The 100th Corner: On Never Giving Up

What a difference a year makes. One year ago, I was reeling from abrupt setbacks and disappointments. My beloved dog of 13 years had passed, my job suddenly changed, and my writing aspirations continued to elude me.

When I was 21, an optimistic college graduate whose future shown bright with possibility, my path had been clear. I wanted to be a writer, a filmmaker. I wanted to create stories that captured magic and hope and love, like Spielberg’s E.T. – a movie I still can’t watch without sobbing, because that strange creature’s only desire was to find his place – to go home. To be home. I craved the experience of inhabiting other people’s skin, to understand their hardships, yearnings, and growth, and then put those emotional truths out into the world. I embarked on that path with my ex-husband as co-screenwriters, climbing the Hollywood ladder with some sparks of success, until at 34 years old, it became clear that our marriage was not working, and that I needed to leave. But leaving him, leaving that life, meant abandoning my dreams and my identity as a screenwriter, the person that I had become. To divorce him, was to divorce who I had known myself to be, and cause all the fruits of my hard labor to rot and disintegrate. I said goodbye to my dreams, and started over, from the beginning, on a blank new path with no visible ending in sight.

I wrote a novel, essays, a memoir, this blog, and more recently another novel. I devoured books, my new best friends, and couldn’t watch movies. It hurt too much. Friends at my beloved local cafe who for ten years saw me pounding my keyboard with sparks flying from under my burning fingertips called me “the girl that could,” and the obliterated letters on all of my keyboards are a testament. I persistently cultivated my craft while simultaneously buoying my hopes, as I managed to get literary representation and the acknowledgement that I wasn’t delusional. I had found my calling, and finally, my voice.

** Records for the exercise **
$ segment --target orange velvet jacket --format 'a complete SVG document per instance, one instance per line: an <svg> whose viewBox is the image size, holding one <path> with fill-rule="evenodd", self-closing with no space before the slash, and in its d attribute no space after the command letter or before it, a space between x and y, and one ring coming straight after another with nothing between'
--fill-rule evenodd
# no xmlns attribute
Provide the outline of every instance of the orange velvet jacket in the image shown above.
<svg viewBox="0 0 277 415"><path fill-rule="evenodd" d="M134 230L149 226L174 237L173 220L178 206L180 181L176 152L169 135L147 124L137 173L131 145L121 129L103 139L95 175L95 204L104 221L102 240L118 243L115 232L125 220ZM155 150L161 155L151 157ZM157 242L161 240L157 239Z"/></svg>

** Exercise 1 **
Answer these questions from the essay on never giving up:
(a) How many years had the writer's dog lived before it passed?
(b) At what age did it become clear to the writer that the marriage was not working?
(c) What did friends at the writer's local cafe call the writer?
** Exercise 2 **
Copy out the record under Block 1 line for line, with no changes.

** Full answer 1 **
(a) 13 years
(b) 34
(c) "the girl that could"

** Full answer 2 **
$ segment --target orange velvet jacket --format 'a complete SVG document per instance, one instance per line: an <svg> whose viewBox is the image size, holding one <path> with fill-rule="evenodd", self-closing with no space before the slash, and in its d attribute no space after the command letter or before it, a space between x and y, and one ring coming straight after another with nothing between'
--fill-rule evenodd
# no xmlns attribute
Provide the outline of every instance of the orange velvet jacket in the image shown above.
<svg viewBox="0 0 277 415"><path fill-rule="evenodd" d="M134 230L149 226L174 237L173 220L178 206L180 181L176 152L169 135L147 124L137 173L131 145L121 129L103 139L95 175L95 204L104 221L102 240L118 243L115 232L125 220ZM155 150L161 155L151 157ZM157 242L161 240L157 239Z"/></svg>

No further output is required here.